▸ Goal
Pull out every line of the data below verbatim, omitting the pictures.

▸ Records to process
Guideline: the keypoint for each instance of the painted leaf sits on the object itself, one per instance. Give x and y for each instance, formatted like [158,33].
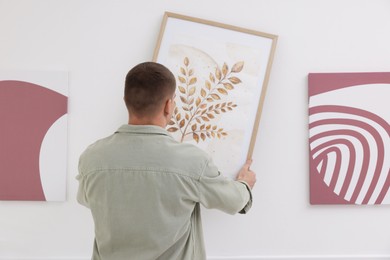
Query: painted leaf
[238,66]
[212,78]
[215,96]
[192,91]
[197,102]
[183,71]
[218,74]
[208,84]
[181,79]
[222,91]
[196,137]
[203,92]
[234,80]
[225,69]
[182,90]
[203,106]
[228,86]
[172,129]
[192,81]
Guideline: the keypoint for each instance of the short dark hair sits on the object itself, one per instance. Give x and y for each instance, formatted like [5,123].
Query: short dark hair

▸ Result of this exercise
Guideline: the keypoint for each instance of the painted leaf sits on the object itself, one per instance. Give x and y for each instance, formatted like [158,33].
Query: painted leaf
[238,66]
[212,78]
[215,96]
[192,91]
[197,102]
[183,71]
[218,74]
[208,84]
[181,79]
[222,91]
[196,137]
[203,92]
[234,80]
[225,69]
[182,90]
[203,106]
[228,86]
[172,129]
[192,81]
Guideline: the keypoint for each instance of the short dark hair sits on the object itself, one per instance. Give x and y for each instance, formatted like [5,123].
Query: short dark hair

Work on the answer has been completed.